(Recorded data)
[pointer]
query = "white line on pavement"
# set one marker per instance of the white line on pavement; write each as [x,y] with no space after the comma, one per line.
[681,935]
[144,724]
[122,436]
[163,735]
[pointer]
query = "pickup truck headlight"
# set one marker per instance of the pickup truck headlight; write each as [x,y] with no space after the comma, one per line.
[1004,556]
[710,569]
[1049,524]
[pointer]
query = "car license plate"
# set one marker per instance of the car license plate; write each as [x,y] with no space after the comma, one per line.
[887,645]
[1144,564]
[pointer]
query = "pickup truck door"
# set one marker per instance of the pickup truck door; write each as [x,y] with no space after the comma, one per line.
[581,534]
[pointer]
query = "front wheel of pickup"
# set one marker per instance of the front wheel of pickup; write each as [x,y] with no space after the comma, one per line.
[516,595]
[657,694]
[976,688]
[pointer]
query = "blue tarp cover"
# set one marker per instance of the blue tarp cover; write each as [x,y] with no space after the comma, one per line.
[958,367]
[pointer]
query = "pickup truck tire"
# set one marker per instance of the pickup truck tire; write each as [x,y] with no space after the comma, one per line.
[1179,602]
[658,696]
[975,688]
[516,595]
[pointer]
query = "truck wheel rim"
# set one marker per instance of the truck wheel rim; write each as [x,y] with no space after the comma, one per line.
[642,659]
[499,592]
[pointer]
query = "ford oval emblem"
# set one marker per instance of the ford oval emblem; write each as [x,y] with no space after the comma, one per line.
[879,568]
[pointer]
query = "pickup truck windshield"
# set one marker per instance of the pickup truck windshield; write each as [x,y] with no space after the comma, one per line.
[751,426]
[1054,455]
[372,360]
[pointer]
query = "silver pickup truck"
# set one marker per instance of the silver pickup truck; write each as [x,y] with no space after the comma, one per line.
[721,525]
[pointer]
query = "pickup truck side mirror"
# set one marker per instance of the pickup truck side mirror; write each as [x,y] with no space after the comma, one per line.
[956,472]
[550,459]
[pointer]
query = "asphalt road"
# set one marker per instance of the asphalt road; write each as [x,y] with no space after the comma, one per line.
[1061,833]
--
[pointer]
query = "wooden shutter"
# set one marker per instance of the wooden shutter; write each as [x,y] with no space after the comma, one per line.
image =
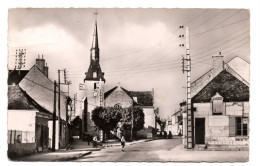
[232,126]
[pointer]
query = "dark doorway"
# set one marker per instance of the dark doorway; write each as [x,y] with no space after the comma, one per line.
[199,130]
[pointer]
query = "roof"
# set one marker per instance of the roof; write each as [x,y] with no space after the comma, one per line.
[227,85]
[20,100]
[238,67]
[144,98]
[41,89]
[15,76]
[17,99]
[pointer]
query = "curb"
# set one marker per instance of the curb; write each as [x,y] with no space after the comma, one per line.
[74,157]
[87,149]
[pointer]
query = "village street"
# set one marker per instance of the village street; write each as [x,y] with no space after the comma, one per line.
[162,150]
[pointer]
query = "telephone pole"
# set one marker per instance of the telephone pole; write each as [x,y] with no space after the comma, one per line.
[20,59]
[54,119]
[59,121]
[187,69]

YOUR GOAL:
How many lines in the data above contain the string "village"? Reply with the number only.

ANSWER BELOW:
2